Set exercise -> Show every line of the rows below that contains the string "retaining".

Given entries ->

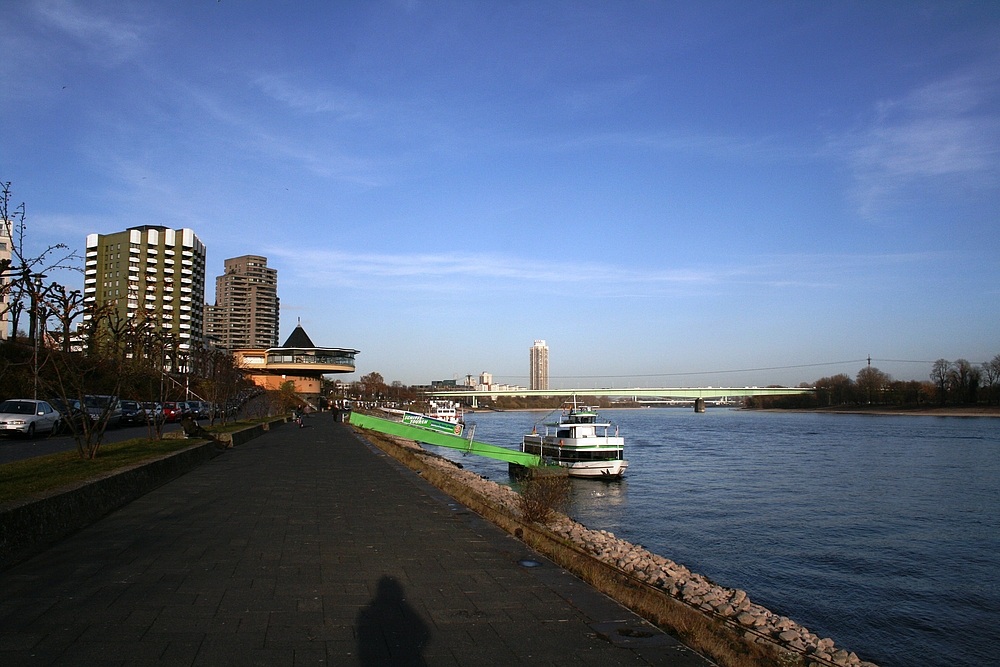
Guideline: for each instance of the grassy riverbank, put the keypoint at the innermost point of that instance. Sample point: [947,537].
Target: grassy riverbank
[42,473]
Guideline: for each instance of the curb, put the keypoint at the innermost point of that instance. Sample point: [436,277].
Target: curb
[32,524]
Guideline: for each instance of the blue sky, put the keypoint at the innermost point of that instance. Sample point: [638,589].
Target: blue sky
[658,190]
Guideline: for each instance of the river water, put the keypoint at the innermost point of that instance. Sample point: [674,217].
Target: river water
[882,532]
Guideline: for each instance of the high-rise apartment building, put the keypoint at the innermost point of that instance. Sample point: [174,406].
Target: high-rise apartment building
[539,375]
[149,272]
[245,314]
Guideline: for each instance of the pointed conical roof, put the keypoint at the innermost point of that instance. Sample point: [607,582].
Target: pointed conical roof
[299,339]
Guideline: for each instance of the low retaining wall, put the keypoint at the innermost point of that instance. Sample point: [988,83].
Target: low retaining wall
[31,524]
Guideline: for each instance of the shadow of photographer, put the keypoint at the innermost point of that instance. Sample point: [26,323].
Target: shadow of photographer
[389,631]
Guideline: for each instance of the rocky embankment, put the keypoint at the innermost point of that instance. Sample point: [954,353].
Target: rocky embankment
[733,606]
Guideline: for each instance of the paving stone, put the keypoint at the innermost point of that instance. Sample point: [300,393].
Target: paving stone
[303,547]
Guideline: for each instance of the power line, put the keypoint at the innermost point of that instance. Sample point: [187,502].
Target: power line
[740,370]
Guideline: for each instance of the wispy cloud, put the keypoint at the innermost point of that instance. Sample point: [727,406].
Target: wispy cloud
[942,132]
[114,39]
[343,103]
[450,273]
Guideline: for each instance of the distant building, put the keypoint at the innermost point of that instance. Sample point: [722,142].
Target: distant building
[149,272]
[539,373]
[6,245]
[299,360]
[245,314]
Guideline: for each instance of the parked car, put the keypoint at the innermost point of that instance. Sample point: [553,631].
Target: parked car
[200,409]
[152,412]
[28,417]
[104,407]
[173,411]
[132,412]
[68,414]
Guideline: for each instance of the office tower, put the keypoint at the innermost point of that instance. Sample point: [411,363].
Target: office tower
[539,376]
[245,314]
[149,272]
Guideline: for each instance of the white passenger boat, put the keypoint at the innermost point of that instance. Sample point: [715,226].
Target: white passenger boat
[441,418]
[580,443]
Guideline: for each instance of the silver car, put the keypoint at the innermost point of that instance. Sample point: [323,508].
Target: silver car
[28,417]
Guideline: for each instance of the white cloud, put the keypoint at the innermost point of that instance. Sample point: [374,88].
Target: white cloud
[450,273]
[946,132]
[343,103]
[113,39]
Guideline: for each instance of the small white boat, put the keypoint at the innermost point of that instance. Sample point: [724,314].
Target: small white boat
[580,443]
[445,411]
[439,418]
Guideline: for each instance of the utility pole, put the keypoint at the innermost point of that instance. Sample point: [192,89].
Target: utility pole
[35,324]
[869,379]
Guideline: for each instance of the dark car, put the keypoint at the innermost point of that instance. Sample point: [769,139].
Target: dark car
[174,410]
[132,412]
[152,412]
[104,407]
[69,414]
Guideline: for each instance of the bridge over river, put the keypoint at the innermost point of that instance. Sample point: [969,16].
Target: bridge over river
[698,394]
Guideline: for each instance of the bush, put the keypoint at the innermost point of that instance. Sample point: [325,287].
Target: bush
[543,492]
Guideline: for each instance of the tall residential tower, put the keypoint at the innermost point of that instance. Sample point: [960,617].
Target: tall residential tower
[149,272]
[539,375]
[245,314]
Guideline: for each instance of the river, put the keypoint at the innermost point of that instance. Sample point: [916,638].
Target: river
[882,532]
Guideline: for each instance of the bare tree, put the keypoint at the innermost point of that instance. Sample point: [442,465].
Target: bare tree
[963,380]
[940,376]
[26,272]
[991,377]
[66,305]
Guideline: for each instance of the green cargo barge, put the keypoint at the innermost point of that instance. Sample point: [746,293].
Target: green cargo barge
[444,440]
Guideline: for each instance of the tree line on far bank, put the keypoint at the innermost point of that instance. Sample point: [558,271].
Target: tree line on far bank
[955,383]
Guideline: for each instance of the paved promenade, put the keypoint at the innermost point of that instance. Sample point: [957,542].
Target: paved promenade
[308,547]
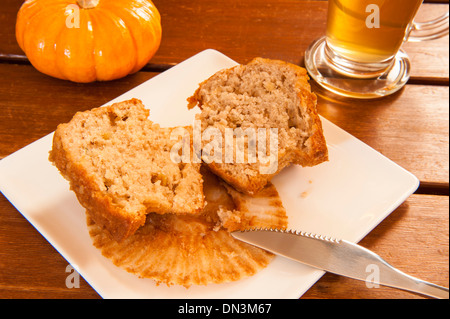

Full answer ->
Guideline: for each instance of the low retaining wall, put the keypoint at the innermost point of that instance. Sample point: [988,83].
Target: low retaining wall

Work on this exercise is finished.